++++ Data listing

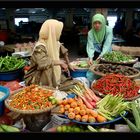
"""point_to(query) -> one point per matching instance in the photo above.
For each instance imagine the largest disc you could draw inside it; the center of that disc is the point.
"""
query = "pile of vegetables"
(33, 97)
(86, 94)
(71, 128)
(134, 126)
(116, 84)
(117, 56)
(118, 69)
(10, 63)
(112, 106)
(80, 64)
(74, 108)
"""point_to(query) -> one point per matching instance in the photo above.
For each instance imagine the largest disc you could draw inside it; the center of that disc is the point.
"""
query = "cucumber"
(8, 128)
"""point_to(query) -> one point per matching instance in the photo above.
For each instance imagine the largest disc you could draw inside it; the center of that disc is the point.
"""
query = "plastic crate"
(78, 73)
(11, 75)
(7, 93)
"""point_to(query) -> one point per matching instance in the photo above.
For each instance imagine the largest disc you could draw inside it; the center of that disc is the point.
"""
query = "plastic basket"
(11, 75)
(78, 73)
(7, 92)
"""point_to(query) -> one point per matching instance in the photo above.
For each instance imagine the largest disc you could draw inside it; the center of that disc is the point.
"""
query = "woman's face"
(97, 25)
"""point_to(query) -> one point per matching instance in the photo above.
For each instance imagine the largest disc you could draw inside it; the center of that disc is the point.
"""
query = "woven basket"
(92, 69)
(121, 63)
(103, 95)
(37, 111)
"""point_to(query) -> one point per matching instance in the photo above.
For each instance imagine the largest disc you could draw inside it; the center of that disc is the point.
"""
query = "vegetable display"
(10, 63)
(75, 109)
(116, 84)
(8, 128)
(80, 64)
(134, 126)
(112, 106)
(72, 128)
(117, 69)
(117, 56)
(32, 97)
(86, 94)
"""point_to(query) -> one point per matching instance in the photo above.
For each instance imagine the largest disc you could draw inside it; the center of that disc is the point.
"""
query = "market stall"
(109, 104)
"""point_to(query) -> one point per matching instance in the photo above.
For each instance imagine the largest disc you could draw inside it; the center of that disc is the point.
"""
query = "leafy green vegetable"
(117, 56)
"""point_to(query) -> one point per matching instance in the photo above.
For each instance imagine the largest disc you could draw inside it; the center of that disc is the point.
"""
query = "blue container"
(78, 73)
(11, 75)
(7, 93)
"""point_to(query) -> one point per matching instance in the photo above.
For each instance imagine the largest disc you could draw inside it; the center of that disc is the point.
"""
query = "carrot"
(71, 115)
(66, 112)
(73, 104)
(67, 107)
(70, 110)
(101, 119)
(84, 118)
(94, 113)
(79, 101)
(86, 103)
(62, 110)
(94, 97)
(78, 117)
(76, 110)
(87, 96)
(64, 102)
(93, 103)
(70, 100)
(83, 112)
(91, 119)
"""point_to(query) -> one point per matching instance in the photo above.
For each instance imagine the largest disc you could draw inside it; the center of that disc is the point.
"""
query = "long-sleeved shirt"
(93, 46)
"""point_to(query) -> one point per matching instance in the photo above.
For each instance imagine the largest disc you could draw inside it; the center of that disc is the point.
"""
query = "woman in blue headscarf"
(99, 38)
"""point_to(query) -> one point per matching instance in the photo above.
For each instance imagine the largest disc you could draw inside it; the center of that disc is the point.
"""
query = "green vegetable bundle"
(135, 127)
(112, 106)
(117, 56)
(10, 63)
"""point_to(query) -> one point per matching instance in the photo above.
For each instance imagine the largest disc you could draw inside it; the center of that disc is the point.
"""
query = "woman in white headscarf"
(45, 60)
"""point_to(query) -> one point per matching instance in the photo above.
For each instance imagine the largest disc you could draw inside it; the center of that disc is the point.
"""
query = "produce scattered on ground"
(117, 69)
(2, 94)
(116, 84)
(74, 108)
(134, 126)
(86, 94)
(112, 106)
(33, 97)
(10, 63)
(117, 56)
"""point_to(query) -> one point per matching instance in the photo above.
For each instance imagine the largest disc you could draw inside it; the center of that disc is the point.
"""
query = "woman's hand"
(71, 67)
(63, 65)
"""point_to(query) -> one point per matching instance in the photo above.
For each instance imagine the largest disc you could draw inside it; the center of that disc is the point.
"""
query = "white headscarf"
(49, 35)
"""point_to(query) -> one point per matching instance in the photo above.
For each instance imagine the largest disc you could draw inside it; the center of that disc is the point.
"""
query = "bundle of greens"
(117, 56)
(112, 106)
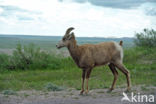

++++++++

Short task: List every line of the records above that contains the word "basket".

Answer below:
query = "plastic basket"
query = "woven basket"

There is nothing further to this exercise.